_Consigne 1_
Filtrez les entrées en recopiant chaque ligne qui contient la chaîne « hillside ». La casse doit être respectée.

_Texte cité_
+ + + + + + +
C’est une « précurseur », à la manière de ce mot qui n’arrive pas à se féminiser… Mais si Sarah Mouhoussoune fut la première femme élue, à endosser le vêtement de conseiller général dans un milieu 100% masculin, aucune comparaison avec l’allure cow-boy de Calamity Jane : bijoux assortis aux tenues, maquillée, elle nous reçoit dans son bureau aux murs clairs, et à la climatisation poussée.
La petite Sarah Boudra voit le jour le 20 août 1956 à Hajangua, commune de Dembéni, en pleine campagne, il n’y avait ni eau ni électricité à cette époque pas si lointaine. Sa mère ne travaille pas, et son père, avec son salaire d’instituteur, arrive à nourrir la fratrie de 11 enfants, 7 filles et 4 garçons dont l’un est décédé.
Lors du transfert de la capitale de Dzaoudzi à Moroni, la famille part comme beaucoup d’autres s’installer à Grande Comore. C’est là, à l’école primaire de La coulée de lave », qu’elle sera scolarisée, puis au collège de Moroni. La scission des Comores en 1975 oblige la famille a revenir à Mayotte. Sarah et son frère seront hébergés chez le sénateur Henry.
Le Bac G et l’université d’anglais, ce sera à Saint Denis (La Réunion), puis suivent deux premières années de l’école d’infirmière avant de craquer sur une toilette mortuaire… Elle s’orientera sur les conseils de son mari vers l’Institut d’administration des entreprises. Avant de prendre son service de nuit comme infirmier, il l’attend au Barachois avec leurs trois enfants pendant qu’elle suit ses cours du soir. Elle passe le Diplôme de perfectionnement Administration des entreprises.
Rentrée à Mayotte en 1987, elle travaille à la Smart (manutention portuaire), à l’imprimerie Grafitec de Kwale, avant d’apprendre qu’un poste de greffière se libère au cabinet du juge d’instruction. Sarah Mouhoussoune va alors participer au grand chantier de la mise au norme de l’état civil.
+ + + + + + +
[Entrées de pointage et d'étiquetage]
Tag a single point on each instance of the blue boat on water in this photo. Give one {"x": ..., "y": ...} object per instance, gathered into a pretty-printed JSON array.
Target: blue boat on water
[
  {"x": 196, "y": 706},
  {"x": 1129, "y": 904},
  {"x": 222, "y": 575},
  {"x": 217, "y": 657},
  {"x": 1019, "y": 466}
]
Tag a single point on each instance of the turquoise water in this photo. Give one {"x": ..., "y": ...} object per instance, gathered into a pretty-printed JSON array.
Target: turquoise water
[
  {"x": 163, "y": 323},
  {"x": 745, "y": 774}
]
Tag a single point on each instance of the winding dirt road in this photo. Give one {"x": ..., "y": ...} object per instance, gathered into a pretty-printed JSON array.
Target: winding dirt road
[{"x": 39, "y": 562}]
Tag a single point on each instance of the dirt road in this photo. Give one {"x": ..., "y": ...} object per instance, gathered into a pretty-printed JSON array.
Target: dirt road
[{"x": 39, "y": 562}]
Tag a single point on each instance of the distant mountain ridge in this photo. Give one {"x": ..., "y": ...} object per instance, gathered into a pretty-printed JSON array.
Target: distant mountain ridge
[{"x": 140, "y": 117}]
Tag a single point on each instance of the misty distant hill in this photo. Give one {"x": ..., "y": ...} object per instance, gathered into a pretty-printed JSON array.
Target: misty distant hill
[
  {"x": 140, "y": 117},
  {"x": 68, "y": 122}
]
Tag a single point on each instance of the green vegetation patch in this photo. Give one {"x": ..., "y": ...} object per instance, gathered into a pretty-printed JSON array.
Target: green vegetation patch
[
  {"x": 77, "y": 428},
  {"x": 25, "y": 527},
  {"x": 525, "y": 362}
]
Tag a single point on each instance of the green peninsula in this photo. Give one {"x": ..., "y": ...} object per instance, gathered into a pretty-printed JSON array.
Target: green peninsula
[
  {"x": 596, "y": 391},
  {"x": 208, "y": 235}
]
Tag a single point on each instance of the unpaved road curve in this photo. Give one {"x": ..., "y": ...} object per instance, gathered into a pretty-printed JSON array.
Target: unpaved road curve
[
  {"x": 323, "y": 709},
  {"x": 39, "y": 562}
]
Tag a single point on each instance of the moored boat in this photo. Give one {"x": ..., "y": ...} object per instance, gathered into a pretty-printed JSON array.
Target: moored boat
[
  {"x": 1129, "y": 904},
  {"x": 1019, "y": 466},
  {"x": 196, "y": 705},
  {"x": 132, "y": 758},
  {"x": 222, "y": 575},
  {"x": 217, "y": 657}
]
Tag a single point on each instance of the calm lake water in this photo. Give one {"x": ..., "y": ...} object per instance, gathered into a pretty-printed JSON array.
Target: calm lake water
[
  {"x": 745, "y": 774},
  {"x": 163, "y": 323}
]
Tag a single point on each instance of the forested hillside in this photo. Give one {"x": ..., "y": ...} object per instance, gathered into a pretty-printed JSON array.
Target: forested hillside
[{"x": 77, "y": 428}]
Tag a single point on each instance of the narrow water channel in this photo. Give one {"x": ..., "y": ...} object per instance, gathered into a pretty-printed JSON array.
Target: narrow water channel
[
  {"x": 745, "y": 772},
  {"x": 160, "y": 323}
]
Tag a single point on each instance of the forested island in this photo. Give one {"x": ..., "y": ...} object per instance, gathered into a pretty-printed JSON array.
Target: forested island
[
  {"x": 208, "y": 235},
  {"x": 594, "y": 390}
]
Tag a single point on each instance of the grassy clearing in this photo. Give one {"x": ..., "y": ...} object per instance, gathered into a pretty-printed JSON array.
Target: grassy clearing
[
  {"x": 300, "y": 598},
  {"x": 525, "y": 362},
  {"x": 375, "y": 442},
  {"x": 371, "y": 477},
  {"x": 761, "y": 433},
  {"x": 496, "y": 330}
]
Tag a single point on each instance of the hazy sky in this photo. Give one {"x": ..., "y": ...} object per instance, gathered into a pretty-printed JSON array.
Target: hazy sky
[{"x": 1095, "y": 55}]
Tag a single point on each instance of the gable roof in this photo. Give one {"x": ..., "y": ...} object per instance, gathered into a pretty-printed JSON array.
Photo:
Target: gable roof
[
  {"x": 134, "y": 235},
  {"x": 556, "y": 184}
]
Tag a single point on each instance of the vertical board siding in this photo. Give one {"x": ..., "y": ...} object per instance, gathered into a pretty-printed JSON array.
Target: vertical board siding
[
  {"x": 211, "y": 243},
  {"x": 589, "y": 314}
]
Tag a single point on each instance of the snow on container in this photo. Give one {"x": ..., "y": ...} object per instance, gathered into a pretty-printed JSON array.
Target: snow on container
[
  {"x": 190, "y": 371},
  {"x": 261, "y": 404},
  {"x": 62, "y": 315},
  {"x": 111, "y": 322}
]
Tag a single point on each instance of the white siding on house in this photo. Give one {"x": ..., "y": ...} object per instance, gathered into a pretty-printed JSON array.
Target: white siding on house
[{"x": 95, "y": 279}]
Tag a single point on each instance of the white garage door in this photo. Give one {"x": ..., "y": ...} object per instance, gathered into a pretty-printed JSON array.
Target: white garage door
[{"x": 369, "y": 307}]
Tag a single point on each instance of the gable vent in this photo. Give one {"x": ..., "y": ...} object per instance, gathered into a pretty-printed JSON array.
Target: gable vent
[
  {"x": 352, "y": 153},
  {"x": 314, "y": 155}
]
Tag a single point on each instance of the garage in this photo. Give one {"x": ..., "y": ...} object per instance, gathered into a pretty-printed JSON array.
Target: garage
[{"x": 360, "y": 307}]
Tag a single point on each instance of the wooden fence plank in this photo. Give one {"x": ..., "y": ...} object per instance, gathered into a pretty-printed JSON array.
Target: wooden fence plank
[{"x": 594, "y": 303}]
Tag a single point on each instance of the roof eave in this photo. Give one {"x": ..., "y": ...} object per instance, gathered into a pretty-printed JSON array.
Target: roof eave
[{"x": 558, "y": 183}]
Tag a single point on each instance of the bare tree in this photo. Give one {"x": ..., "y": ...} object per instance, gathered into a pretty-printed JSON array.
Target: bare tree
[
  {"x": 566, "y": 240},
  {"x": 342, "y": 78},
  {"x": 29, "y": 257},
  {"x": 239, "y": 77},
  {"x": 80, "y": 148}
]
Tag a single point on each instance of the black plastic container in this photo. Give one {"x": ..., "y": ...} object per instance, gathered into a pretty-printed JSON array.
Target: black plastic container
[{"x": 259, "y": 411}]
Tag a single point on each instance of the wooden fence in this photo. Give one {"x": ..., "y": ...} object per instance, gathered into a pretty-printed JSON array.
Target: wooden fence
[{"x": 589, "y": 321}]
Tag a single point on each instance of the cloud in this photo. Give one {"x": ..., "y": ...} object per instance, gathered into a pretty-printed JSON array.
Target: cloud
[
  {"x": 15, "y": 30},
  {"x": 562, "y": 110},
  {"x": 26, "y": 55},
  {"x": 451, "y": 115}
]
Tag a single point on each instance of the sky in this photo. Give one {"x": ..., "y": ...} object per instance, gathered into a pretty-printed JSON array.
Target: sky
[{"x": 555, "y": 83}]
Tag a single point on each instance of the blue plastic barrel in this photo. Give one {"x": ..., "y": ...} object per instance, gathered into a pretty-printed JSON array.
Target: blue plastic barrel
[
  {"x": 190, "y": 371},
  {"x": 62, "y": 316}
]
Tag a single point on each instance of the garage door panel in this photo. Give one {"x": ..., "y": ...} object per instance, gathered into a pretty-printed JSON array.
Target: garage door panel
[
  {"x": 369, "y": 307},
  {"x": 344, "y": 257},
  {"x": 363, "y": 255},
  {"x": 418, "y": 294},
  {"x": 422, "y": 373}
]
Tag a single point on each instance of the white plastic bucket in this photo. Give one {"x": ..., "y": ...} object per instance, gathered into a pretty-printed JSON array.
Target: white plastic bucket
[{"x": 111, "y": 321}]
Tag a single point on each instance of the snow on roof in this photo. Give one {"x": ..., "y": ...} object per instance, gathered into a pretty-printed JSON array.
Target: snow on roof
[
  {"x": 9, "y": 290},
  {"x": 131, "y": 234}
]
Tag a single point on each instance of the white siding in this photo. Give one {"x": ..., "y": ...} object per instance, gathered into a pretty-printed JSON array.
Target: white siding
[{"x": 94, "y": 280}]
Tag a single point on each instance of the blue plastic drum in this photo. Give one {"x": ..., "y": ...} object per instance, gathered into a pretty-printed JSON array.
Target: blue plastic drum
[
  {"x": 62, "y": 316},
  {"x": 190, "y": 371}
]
+ + + + + + +
_Consigne 2_
Reprenez sous forme de liste le paragraphe du texte cité qui commence par « La petite Sarah Boudra voit le jour », en gardant ses faits principaux.

_Réponse complète 1_
Tag a single point on each instance of the forested hillside in this photo. Give one {"x": ..., "y": ...} object per instance, gathered into a pretty-printed JSON array.
Target: forested hillside

_Réponse complète 2_
- Naissance : le 20 août 1956 à Hajangua, commune de Dembéni, en pleine campagne
- Conditions de l'époque : ni eau ni électricité
- Mère : ne travaille pas
- Père : instituteur, dont le salaire suffit à nourrir la famille
- Fratrie : 11 enfants, 7 filles et 4 garçons, dont l'un est décédé